[STUDY QUESTIONS]
• A. In the article on undiagnosed memory problems in older Americans, reproduce the passage from "Mild cognitive impairment refers" to "lapses in memory." word for word.
• B. According to the article on undiagnosed memory problems in older Americans, about how many older Americans did the analyzed Medicare data cover?

[READING PASSAGE]
[Start of Attachment]
Unnoticed memory issues pose threat to millions of elderly Americans – concerns for aging population in the US

Visual Representation for memory loss | Credits: Stock Adobe Photo
Visual Representation for memory loss | Credits: Stock Adobe Photo

United States: A recent study has revealed that the older population in the United States is largely unaware of memory and thinking impairments, presenting a diagnostic challenge for doctors who are unable to identify these impairments among millions of individuals.

The research, based on the analysis of Medicare data covering approximately 40 million older Americans, indicates that only a small percentage of anticipated cases of Mild Cognitive Impairment (MCI) are officially diagnosed by doctors. More than 7 million cases went unnoticed or undiagnosed.

Mild Cognitive Impairment

Mild cognitive impairment refers to experiencing difficulties with memory, thinking, and understanding, surpassing the typical forgetful moments associated with aging. It doesn’t render individuals completely incapable but signifies more than minor lapses in memory.

Manifestations of MCI may include forgetting appointments, frequently misplacing belongings, struggling to comprehend narratives in books or movies, or finding it challenging to navigate familiar places.
[End of Attachment]
[DATA]
[Start of Attachment]
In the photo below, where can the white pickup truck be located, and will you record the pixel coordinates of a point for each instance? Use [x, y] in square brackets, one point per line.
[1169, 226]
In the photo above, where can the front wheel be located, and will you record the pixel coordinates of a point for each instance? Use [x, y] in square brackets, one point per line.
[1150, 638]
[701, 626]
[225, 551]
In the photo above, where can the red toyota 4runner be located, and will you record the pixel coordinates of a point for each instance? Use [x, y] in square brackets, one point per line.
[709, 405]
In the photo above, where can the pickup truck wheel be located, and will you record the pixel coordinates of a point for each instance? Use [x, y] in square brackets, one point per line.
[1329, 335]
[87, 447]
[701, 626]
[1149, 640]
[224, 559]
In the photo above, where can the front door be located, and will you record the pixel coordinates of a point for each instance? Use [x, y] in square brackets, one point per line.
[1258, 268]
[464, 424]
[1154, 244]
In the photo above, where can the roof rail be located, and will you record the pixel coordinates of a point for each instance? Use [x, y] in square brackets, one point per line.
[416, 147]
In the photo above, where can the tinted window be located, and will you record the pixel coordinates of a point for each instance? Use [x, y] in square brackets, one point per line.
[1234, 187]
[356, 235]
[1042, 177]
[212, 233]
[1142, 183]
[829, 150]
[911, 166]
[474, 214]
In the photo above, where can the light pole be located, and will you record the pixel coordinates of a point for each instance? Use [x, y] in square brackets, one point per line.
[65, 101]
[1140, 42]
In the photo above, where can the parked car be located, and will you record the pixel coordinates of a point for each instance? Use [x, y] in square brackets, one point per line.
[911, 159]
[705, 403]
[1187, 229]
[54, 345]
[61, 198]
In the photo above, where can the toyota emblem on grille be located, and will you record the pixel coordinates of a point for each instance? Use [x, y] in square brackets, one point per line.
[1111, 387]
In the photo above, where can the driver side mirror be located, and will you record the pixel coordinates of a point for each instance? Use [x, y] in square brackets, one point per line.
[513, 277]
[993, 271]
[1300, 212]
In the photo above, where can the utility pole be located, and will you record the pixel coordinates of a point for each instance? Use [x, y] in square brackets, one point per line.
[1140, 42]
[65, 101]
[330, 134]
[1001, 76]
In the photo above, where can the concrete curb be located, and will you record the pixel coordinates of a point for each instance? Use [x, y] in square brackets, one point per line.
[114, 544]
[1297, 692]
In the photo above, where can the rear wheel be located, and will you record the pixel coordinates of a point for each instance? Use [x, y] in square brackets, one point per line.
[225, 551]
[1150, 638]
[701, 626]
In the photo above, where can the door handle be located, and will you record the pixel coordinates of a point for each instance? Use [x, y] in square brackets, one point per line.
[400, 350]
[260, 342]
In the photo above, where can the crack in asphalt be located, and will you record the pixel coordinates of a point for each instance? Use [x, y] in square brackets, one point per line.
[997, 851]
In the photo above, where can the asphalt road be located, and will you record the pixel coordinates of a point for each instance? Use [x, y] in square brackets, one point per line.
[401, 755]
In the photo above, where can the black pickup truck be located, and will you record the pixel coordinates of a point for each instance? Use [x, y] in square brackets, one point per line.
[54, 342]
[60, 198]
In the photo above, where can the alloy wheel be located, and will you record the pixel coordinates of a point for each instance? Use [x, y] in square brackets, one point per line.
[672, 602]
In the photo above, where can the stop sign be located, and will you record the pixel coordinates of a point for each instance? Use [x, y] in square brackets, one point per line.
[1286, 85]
[End of Attachment]
[RESULTS OF THE TASKS]
• A.
Mild cognitive impairment refers to experiencing difficulties with memory, thinking, and understanding, surpassing the typical forgetful moments associated with aging. It doesn’t render individuals completely incapable but signifies more than minor lapses in memory.

• B. Approximately 40 million.